### DESCRIPTION OF THE TASK
Find each line below where the word "gray" occurs, and copy it.

### SUPPLIED MATERIAL
=== Section Start ===
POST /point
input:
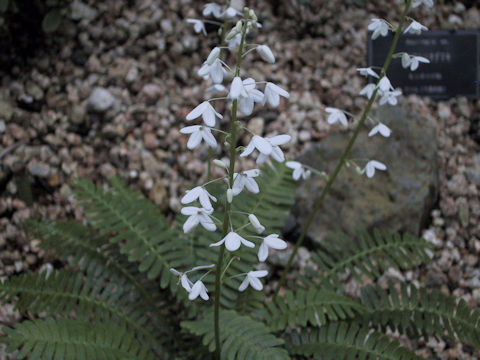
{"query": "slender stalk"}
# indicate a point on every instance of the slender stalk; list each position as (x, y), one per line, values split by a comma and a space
(346, 152)
(226, 220)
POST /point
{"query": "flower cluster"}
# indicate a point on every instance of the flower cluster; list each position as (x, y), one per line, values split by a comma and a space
(242, 93)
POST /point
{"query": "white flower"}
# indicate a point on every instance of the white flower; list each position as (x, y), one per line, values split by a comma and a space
(198, 216)
(232, 242)
(198, 26)
(212, 9)
(198, 289)
(368, 90)
(234, 42)
(237, 89)
(379, 27)
(230, 13)
(245, 179)
(371, 166)
(412, 62)
(273, 93)
(367, 72)
(266, 54)
(246, 103)
(415, 28)
(207, 112)
(198, 133)
(214, 54)
(382, 129)
(216, 88)
(259, 143)
(390, 97)
(417, 3)
(215, 71)
(201, 194)
(298, 170)
(271, 241)
(252, 280)
(336, 115)
(277, 153)
(384, 84)
(259, 228)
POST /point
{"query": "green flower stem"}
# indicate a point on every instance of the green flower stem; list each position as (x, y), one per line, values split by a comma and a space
(223, 33)
(226, 220)
(346, 152)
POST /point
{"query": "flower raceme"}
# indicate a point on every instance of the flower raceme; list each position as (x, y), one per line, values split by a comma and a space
(206, 111)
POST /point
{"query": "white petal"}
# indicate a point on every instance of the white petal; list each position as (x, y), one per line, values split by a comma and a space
(197, 111)
(186, 283)
(258, 273)
(194, 140)
(189, 210)
(232, 241)
(279, 140)
(244, 284)
(293, 164)
(262, 145)
(277, 154)
(209, 138)
(196, 289)
(297, 173)
(248, 150)
(207, 223)
(218, 243)
(236, 88)
(261, 158)
(275, 242)
(191, 195)
(191, 222)
(252, 186)
(255, 283)
(252, 172)
(262, 252)
(190, 129)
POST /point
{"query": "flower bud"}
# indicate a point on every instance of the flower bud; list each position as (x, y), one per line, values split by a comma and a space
(220, 163)
(213, 55)
(256, 224)
(231, 34)
(266, 54)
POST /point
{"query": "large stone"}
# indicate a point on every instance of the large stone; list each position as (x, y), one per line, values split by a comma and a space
(399, 199)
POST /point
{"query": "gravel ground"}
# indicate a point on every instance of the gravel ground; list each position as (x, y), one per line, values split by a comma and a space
(142, 58)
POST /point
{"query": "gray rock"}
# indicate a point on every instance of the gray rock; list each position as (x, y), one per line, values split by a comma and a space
=== Section End ===
### OUTPUT
{"query": "gray rock"}
# indicate a point on every instance of the gray rock; list each position as (x, y), one per line, values split by a comma and a space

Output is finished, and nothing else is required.